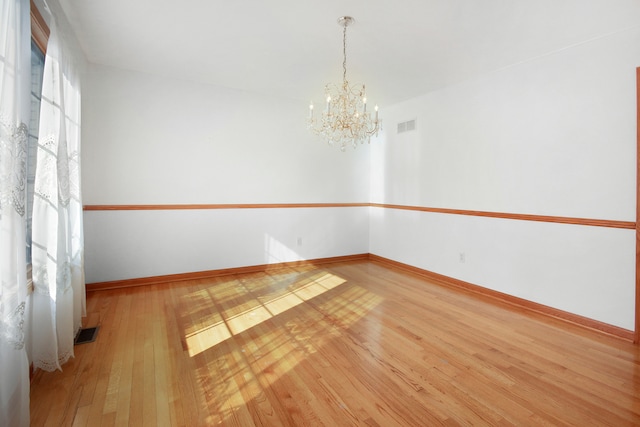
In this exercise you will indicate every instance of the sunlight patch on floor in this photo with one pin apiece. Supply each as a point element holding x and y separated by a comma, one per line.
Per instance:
<point>212,335</point>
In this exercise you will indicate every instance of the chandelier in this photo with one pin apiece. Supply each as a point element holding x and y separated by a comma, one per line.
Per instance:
<point>345,119</point>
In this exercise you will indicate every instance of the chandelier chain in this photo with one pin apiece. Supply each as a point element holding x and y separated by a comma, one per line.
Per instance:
<point>345,119</point>
<point>344,54</point>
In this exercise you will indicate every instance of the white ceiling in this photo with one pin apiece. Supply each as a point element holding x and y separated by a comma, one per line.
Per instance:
<point>291,48</point>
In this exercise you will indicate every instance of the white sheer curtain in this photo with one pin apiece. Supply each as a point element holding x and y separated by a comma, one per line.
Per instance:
<point>58,303</point>
<point>15,75</point>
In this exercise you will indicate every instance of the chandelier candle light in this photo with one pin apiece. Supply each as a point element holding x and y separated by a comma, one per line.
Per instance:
<point>345,119</point>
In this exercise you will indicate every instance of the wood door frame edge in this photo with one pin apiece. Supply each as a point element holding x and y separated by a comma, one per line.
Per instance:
<point>637,299</point>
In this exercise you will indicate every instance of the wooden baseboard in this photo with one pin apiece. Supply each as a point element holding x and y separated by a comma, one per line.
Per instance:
<point>509,299</point>
<point>157,280</point>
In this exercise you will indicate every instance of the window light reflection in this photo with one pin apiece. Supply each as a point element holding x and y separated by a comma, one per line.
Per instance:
<point>212,335</point>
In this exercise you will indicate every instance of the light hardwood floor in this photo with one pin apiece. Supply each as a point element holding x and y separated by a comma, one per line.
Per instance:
<point>352,343</point>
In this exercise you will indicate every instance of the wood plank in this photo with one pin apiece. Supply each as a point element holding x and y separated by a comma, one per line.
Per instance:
<point>352,343</point>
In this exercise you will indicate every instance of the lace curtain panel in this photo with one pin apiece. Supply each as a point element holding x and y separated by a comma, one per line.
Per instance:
<point>58,302</point>
<point>15,82</point>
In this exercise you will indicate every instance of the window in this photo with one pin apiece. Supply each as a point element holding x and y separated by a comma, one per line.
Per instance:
<point>39,37</point>
<point>37,70</point>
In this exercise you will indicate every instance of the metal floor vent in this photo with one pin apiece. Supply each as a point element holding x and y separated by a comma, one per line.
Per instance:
<point>86,335</point>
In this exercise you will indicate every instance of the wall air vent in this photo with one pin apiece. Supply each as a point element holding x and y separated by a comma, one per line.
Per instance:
<point>407,126</point>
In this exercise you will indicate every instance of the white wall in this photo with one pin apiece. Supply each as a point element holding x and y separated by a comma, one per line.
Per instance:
<point>154,140</point>
<point>133,244</point>
<point>552,136</point>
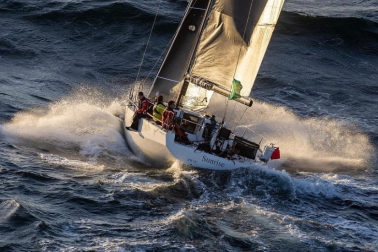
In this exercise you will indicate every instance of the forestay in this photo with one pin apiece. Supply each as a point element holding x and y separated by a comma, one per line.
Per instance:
<point>234,41</point>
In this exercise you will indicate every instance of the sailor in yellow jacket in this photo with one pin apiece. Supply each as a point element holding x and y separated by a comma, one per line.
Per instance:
<point>159,110</point>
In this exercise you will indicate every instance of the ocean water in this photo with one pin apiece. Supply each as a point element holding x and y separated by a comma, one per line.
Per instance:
<point>68,181</point>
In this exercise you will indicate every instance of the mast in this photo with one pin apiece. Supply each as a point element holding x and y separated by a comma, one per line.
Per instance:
<point>232,46</point>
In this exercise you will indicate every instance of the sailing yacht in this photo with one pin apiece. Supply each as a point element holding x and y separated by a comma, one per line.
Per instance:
<point>217,51</point>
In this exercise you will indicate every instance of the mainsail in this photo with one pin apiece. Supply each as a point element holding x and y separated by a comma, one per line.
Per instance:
<point>218,42</point>
<point>169,79</point>
<point>234,42</point>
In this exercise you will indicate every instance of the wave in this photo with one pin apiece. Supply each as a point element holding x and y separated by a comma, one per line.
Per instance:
<point>354,32</point>
<point>83,121</point>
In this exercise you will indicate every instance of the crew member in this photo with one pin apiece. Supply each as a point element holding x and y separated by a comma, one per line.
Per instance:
<point>168,115</point>
<point>141,111</point>
<point>158,110</point>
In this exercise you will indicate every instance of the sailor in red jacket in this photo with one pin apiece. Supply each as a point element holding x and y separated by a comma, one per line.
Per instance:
<point>141,111</point>
<point>168,115</point>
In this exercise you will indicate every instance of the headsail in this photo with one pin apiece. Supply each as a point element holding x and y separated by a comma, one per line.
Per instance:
<point>234,42</point>
<point>170,76</point>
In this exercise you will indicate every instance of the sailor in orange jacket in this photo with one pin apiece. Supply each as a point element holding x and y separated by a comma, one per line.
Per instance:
<point>168,115</point>
<point>141,111</point>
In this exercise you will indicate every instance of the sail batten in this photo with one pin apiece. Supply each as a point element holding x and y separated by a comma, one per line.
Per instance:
<point>234,41</point>
<point>169,79</point>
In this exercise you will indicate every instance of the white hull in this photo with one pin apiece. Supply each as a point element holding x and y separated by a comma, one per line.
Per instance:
<point>156,146</point>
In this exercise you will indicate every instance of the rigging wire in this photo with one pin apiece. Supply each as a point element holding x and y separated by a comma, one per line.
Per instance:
<point>241,45</point>
<point>240,118</point>
<point>158,60</point>
<point>148,41</point>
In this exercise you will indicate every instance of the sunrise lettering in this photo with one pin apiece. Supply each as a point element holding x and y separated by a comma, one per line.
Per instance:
<point>213,162</point>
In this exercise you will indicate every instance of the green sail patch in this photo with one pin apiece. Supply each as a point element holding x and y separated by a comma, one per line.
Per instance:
<point>236,88</point>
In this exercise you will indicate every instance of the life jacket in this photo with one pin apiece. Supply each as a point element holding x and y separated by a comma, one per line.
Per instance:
<point>168,118</point>
<point>158,111</point>
<point>142,105</point>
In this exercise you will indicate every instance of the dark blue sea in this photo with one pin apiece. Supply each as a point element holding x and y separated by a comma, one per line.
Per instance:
<point>68,181</point>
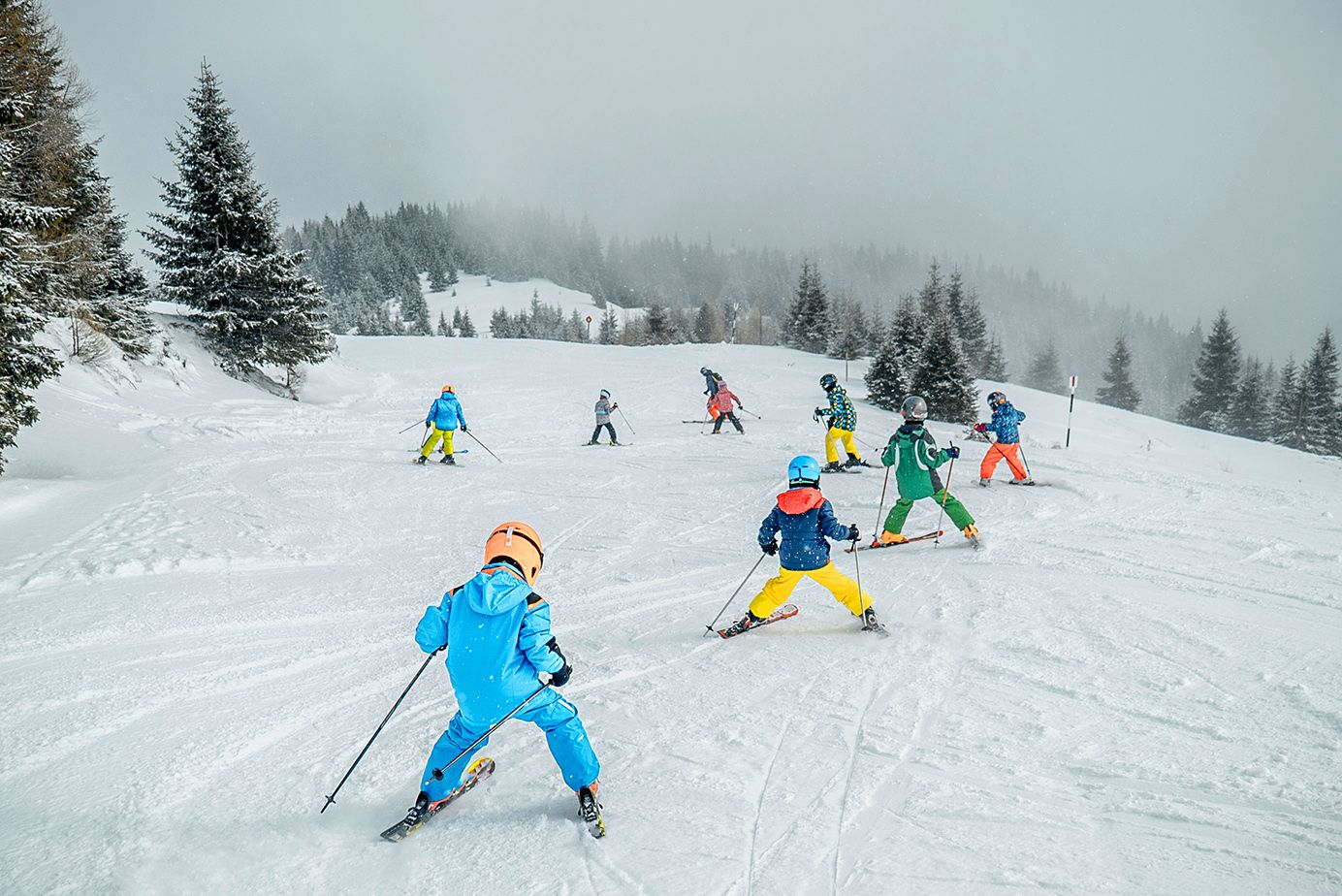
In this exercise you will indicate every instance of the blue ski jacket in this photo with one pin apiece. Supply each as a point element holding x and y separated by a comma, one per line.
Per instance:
################
→ What the exercise asks: Some of the data mentions "vent". Copy every line where it does.

→ Exercise result:
In this exercise you will indicate every instance of the metal floor vent in this photo with one pin apiece. Supply each as a point element holding x and y separated by a comma, one per line.
In this exercise you will indicate every instance of the wall air vent in this photo with one pin apiece. Supply each as a point element holding x and y separated by a comma, one per line.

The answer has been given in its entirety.